(Exercise details):
In the records that follow, find each line with "wheel" and pull it out.
··········
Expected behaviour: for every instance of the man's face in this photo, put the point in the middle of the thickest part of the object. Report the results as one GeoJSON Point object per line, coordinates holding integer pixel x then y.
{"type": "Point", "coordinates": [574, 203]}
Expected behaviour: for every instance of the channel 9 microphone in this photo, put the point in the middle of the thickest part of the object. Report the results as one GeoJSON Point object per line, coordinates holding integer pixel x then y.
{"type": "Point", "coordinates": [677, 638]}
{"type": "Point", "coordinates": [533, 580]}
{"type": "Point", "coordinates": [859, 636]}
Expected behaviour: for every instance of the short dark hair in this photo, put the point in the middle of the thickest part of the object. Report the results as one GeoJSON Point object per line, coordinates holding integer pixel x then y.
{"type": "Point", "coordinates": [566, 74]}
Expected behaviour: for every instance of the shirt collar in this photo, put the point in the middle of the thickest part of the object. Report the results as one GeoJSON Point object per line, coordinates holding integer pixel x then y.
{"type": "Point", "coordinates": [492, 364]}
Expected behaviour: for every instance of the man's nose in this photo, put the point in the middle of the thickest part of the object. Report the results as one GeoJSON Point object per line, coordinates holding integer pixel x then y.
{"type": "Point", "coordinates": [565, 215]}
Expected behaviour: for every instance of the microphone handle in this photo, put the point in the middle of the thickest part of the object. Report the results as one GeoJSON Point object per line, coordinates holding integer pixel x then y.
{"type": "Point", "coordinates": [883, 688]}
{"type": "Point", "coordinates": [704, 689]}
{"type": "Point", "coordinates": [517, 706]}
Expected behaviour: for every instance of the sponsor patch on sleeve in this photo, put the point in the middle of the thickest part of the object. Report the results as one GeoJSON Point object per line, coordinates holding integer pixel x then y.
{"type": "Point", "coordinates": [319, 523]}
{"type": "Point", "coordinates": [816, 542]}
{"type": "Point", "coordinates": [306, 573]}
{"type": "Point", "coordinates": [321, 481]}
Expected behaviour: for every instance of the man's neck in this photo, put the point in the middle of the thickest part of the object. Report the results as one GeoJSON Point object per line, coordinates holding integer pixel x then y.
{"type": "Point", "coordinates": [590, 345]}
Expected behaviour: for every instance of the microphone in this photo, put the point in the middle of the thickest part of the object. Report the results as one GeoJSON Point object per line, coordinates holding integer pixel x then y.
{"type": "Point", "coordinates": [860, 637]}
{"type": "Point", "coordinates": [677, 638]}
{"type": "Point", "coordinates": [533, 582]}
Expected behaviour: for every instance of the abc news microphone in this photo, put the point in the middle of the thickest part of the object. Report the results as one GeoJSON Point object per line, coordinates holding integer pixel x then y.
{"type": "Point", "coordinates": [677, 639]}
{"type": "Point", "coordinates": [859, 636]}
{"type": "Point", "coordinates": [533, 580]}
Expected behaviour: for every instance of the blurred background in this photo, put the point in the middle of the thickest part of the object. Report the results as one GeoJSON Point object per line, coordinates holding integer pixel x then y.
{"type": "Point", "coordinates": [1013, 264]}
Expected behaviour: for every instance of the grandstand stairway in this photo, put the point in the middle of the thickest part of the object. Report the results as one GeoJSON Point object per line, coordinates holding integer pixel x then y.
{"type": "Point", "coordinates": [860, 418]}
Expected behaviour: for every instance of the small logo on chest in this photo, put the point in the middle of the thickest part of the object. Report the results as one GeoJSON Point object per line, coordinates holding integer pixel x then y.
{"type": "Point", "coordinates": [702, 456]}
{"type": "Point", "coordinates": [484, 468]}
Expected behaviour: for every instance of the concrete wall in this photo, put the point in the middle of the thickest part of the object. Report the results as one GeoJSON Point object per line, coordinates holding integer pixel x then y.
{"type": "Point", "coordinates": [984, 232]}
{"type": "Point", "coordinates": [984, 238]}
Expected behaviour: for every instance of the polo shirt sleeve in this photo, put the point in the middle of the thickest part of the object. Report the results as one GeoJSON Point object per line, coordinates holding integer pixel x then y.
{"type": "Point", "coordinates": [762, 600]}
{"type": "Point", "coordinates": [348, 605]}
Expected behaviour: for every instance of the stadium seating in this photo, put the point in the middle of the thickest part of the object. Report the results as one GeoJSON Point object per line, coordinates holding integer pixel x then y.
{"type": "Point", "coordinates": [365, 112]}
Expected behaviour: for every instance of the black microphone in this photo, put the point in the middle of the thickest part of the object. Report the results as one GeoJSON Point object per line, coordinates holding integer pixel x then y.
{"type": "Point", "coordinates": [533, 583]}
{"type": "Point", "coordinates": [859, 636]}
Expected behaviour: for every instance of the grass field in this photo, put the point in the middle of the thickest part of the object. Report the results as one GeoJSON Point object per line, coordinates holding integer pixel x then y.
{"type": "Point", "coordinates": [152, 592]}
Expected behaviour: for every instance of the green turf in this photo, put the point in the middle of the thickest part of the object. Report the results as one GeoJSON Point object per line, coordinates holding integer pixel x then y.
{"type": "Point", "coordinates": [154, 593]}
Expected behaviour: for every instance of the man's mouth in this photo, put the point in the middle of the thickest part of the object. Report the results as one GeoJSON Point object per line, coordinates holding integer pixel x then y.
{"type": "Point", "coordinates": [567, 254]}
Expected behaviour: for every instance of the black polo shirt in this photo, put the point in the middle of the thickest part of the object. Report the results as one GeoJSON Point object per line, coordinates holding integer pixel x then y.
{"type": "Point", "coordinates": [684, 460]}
··········
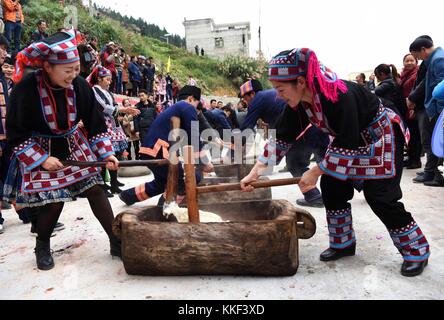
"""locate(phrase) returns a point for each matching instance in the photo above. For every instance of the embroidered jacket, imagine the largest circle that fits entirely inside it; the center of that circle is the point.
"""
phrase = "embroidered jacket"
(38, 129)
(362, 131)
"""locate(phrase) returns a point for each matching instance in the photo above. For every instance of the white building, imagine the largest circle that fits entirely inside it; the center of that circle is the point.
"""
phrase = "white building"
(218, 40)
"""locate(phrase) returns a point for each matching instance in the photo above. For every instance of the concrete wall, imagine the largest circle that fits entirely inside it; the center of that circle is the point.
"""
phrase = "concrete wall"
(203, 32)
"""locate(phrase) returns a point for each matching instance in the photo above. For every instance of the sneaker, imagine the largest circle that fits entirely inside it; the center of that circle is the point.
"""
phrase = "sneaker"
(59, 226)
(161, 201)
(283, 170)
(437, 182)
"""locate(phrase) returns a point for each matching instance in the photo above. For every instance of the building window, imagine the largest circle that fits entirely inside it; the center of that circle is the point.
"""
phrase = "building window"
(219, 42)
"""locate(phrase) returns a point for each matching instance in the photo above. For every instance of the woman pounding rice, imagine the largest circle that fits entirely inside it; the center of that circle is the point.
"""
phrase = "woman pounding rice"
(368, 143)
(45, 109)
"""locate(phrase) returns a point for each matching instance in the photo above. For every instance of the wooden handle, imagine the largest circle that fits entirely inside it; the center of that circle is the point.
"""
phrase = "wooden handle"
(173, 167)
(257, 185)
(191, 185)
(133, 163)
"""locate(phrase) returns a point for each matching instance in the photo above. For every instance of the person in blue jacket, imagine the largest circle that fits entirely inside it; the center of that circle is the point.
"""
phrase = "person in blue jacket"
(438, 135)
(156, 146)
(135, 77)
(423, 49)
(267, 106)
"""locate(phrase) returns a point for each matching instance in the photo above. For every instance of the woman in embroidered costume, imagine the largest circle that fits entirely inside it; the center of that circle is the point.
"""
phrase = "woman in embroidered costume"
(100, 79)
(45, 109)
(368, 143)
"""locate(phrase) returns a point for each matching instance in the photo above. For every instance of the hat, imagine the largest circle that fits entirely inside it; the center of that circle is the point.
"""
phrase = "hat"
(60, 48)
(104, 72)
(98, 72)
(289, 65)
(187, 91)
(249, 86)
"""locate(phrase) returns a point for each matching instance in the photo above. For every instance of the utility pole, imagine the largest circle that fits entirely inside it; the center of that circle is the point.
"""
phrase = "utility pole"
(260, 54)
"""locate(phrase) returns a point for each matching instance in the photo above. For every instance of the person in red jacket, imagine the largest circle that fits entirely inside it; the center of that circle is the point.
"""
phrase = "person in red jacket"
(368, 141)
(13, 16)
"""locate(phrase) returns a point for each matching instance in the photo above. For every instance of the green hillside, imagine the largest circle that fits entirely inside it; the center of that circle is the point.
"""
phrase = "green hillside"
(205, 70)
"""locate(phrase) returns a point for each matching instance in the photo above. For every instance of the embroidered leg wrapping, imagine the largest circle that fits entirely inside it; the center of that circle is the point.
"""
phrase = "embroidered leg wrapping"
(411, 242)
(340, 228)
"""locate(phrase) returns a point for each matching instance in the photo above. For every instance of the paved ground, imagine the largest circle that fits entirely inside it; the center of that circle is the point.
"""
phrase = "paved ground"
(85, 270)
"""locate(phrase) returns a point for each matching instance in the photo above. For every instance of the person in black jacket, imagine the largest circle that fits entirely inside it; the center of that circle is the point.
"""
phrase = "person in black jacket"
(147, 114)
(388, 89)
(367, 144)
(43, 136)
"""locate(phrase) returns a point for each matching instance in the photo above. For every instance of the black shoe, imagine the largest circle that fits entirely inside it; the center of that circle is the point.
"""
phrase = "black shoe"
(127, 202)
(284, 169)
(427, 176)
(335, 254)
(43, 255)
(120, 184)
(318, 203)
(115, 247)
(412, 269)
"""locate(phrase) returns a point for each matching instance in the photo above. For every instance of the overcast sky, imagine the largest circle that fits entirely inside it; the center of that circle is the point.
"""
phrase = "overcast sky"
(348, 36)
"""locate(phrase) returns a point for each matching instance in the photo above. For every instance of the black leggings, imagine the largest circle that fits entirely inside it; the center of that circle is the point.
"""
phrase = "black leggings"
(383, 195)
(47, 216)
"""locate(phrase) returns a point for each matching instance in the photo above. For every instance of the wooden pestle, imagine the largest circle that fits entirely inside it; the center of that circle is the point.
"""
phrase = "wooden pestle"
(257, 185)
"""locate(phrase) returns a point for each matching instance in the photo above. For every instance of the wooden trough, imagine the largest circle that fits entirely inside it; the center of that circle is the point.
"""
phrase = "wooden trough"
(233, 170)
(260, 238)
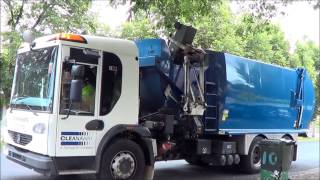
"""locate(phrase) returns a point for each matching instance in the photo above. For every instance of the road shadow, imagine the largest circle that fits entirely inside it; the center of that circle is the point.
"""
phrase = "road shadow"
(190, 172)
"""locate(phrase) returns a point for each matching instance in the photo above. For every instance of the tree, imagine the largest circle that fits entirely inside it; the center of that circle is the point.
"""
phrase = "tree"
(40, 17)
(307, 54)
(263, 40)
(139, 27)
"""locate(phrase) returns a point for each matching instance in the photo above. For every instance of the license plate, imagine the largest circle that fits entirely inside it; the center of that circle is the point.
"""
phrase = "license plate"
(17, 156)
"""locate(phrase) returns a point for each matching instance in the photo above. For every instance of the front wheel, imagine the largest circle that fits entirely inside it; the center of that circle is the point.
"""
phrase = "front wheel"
··········
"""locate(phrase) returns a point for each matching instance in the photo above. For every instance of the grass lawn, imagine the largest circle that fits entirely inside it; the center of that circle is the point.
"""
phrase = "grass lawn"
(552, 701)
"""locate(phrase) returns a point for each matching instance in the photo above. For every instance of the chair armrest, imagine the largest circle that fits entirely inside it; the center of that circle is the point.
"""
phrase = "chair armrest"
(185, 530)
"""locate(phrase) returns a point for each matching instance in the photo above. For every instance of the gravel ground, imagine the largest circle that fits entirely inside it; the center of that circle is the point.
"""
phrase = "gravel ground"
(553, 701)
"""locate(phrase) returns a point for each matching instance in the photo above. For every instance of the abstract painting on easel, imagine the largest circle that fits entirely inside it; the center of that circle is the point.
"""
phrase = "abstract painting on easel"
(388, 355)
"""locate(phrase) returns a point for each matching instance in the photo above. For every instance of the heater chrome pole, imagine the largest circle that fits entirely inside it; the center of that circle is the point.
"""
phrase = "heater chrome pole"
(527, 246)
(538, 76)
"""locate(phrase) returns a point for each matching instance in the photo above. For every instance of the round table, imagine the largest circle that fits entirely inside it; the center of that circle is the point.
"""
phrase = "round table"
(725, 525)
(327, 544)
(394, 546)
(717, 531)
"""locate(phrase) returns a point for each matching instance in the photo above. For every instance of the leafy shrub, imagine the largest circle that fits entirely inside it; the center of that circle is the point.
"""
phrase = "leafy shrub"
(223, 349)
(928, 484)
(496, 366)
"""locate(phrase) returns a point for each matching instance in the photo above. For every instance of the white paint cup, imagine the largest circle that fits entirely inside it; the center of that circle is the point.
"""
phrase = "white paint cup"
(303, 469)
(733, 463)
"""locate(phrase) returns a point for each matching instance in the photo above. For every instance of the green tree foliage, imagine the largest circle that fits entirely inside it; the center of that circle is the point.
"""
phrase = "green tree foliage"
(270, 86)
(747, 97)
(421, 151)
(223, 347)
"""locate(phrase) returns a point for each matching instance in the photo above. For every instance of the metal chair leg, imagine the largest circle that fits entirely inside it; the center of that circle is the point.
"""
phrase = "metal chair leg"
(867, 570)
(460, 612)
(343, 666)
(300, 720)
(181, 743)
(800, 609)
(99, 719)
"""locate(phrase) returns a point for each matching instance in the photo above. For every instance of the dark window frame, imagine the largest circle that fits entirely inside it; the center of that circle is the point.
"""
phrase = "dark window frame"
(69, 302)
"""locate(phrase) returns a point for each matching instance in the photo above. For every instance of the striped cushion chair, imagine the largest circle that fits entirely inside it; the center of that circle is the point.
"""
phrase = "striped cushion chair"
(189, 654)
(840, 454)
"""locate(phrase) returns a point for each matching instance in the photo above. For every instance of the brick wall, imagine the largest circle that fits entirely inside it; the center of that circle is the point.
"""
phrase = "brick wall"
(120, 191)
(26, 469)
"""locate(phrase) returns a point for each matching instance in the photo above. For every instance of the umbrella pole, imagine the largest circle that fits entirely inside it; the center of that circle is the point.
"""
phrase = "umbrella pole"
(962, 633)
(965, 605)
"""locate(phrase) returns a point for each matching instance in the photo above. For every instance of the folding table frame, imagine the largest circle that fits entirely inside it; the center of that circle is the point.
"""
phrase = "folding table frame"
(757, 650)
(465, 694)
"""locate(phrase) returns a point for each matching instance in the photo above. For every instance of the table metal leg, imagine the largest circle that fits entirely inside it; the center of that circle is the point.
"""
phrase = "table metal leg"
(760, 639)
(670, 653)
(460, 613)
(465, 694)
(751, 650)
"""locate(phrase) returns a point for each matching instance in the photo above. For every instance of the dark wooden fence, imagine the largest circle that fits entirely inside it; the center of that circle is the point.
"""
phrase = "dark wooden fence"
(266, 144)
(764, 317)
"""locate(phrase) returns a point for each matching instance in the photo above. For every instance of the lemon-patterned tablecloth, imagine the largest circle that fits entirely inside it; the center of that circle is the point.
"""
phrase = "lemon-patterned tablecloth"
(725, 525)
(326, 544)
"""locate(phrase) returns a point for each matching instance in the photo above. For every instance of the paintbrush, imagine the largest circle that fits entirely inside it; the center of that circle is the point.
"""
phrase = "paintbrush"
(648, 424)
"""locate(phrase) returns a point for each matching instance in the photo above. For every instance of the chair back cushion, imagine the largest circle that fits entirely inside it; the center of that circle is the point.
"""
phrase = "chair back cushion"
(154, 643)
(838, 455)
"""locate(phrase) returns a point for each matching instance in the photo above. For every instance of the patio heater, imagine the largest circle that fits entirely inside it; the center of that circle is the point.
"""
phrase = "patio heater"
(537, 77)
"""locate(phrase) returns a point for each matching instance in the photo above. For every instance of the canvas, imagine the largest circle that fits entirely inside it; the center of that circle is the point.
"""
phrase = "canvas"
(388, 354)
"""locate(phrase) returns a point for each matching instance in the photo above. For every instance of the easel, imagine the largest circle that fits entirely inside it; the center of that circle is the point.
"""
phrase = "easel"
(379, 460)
··········
(Finished exercise):
"""locate(phrase) returns a point for each matching instance in the photo above. For every instance of the front wheel, imagine the largest circle that fits entirely inside it; the center of that circle is the point.
phrase = "front wheel"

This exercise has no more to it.